Immediately after this incident, a certain section of the media, so-called human rights activists and propagandists disguised as “intellectuals”, left no stone unturned to tarnish the image of not just Assam CM Dr. Himanta Biswa Sarma but also the common people of Assam by labelling them as “xenophobics” and “Islamophobics”. These are pejorative terms that have been used and abused time and again to downplay a genuine sense of fear and insecurity that today haunts the common public sentiment in Assam over the future of their lands, language, culture and civilisation. The Bengali-speaking Muslim migrant community residing in Assam wants to maintain and strengthen its separate Miya identity – the demand for the recognition of a separate genre of Miya poetry and a Miya museum, celebrating the lives and cultures of the Muslims residing in the char-chapori areas.
Doesn’t the assertion and adaptation of this particular moniker called Miya by this community of immigrant Muslims stands in perfect line with the Do Qaumi Nazariya espoused and propagated by the Muslim League and Muhammad Ali Jinnah in 20th century British India? Well, we all know what happened eventually. By vouching for a separate micro-identity within the larger Assamese regional identity, there is an implicit support for the creation of another separate nation within the Indian nation. It is because a separate branch of Miya poetry or Miya language contains within itself the seeds of separate nationhood that proudly disowns India and an Indian identity.
= = =
## What this exercise asks
#1 Copy the passage about Miya identity in Assam from "Doesn’t the assertion" up to and including "an Indian identity.", substituting "All-India Muslim League" for "Muslim League".
#2 Answer these questions using the passage about Miya identity in Assam.
(a) What two labels were applied to the common people of Assam?
(b) What two things does the community ask to have recognized or created?
(c) According to the passage, who espoused and propagated the Do Qaumi Nazariya?
#3 Write a continuation of the passage about Miya identity in Assam, picking up right after its final sentence.
The records that follow come from a different source than the passage about Miya identity in Assam.
= = =
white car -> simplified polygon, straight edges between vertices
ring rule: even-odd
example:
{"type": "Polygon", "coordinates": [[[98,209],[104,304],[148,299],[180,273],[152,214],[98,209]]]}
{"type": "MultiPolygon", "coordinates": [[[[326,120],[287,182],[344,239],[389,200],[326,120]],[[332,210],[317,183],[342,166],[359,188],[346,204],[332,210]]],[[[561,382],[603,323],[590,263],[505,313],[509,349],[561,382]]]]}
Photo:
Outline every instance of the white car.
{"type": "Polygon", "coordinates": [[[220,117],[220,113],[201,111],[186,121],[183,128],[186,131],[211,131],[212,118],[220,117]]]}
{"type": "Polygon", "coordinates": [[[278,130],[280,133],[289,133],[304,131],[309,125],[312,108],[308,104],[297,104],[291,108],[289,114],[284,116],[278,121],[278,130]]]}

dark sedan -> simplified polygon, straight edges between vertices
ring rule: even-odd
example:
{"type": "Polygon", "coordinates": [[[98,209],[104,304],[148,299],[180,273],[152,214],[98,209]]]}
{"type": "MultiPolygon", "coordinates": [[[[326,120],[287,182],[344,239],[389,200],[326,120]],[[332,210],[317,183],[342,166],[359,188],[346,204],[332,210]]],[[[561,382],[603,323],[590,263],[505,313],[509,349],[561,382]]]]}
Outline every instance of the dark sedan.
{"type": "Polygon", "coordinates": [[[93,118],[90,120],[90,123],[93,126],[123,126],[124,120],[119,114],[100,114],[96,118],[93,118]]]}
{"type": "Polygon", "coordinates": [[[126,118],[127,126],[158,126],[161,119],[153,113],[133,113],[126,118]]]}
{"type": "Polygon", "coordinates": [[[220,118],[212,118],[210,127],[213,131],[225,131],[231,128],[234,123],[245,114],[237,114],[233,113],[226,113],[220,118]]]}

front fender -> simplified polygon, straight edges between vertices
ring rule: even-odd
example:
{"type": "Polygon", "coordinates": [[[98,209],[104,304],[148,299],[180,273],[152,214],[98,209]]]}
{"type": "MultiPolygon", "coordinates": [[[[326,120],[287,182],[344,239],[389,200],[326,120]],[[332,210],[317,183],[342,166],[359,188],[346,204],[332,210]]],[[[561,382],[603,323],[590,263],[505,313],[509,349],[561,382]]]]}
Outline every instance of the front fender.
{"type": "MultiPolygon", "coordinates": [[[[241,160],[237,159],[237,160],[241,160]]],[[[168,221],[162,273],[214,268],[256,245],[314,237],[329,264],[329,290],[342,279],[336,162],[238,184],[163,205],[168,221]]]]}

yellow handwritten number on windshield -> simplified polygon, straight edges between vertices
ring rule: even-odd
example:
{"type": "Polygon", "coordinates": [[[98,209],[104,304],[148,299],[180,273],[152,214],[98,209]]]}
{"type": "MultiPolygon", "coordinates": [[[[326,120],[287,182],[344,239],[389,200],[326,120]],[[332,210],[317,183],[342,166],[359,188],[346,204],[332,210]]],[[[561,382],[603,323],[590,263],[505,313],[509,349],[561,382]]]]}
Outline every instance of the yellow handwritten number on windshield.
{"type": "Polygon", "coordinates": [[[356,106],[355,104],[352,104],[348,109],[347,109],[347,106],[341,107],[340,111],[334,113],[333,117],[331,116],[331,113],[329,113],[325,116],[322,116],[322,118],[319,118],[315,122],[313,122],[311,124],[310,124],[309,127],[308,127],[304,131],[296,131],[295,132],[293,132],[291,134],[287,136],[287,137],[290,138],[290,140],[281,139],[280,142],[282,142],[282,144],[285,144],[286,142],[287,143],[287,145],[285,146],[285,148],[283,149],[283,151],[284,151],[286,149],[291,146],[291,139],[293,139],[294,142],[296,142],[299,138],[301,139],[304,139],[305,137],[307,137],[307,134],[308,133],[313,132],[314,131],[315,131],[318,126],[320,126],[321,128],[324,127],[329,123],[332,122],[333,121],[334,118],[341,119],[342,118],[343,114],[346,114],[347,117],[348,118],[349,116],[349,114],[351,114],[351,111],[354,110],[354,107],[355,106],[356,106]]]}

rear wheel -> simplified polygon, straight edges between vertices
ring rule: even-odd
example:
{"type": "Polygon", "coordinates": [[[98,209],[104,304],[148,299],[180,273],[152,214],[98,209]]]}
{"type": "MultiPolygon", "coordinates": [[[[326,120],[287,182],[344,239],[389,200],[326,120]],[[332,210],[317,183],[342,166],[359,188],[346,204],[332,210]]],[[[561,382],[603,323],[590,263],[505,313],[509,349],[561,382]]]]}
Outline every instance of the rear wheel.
= = =
## The responses
#1
Doesn’t the assertion and adaptation of this particular moniker called Miya by this community of immigrant Muslims stands in perfect line with the Do Qaumi Nazariya espoused and propagated by the All-India Muslim League and Muhammad Ali Jinnah in 20th century British India? Well, we all know what happened eventually. By vouching for a separate micro-identity within the larger Assamese regional identity, there is an implicit support for the creation of another separate nation within the Indian nation. It is because a separate branch of Miya poetry or Miya language contains within itself the seeds of separate nationhood that proudly disowns India and an Indian identity.

#2
(a) "Xenophobics" and "Islamophobics."
(b) A separate genre of Miya poetry and a Miya museum.
(c) The Muslim League and Muhammad Ali Jinnah.

#3
Politically speaking, this community of Bengali-speaking Muslims in Assam has been keen to maintain its distinct Miya identity since the formation of the Muslim League in the year 1906, having elected an MLA Maulana Bhasani to the Assembly way back in 1937. Bhasani headed the Muslim League in its Barpeta session in the year 1940. The Muslim population of Assam today stands at 34% of the total population, increasing from 12.4% in 1901 when predominantly Muslim Sylhet was a part of Assam. Political power in several districts of Lower Assam bordering Bangladesh has already been lost to the immigrant Muslims. It is in this context that CM Dr. Himanta Biswa Sarma has repeatedly said that Assam is fighting a civilisational battle of survival in the midst of several enemies.
Dr. Sarma’s smart political strategies have ensured that the appeasement which they enjoyed during the Congress era comes to an end, with their role in governance being limited to only their areas of influence. Besides the relentless fight against drugs and drug mafias, continuous eviction drives to free all lands in Assam from encroachers have become a regular affair under his dispensation. Growing encroachment on Assam’s territory has, over the years, made the state part with vast tracts of forested lands, with successive state Governments very conveniently choosing to look the other way. It has now become the need of the hour to accord enhanced protection across those areas in Assam bordering Bangladesh, especially the forested areas.
This will serve the twin purpose of securing our borderland as also protecting our invaluable forest wealth. It is an open secret that these areas lack a proper security mechanism in the form of adequate manpower, forest camps, patrolling, jungle roads, etc. This has precisely been the reason for emboldening the neighbouring country and its people to prey upon Assam’s lands and accord legitimacy to their claims. Recently, the jurisdiction of the Border Security Force (BSF) was increased up to 50 km from the international border, which is expected to provide a major boost to border management; but, at the same time, the border guarding force will have to maintain a close coordination with the police forces of the states concerned.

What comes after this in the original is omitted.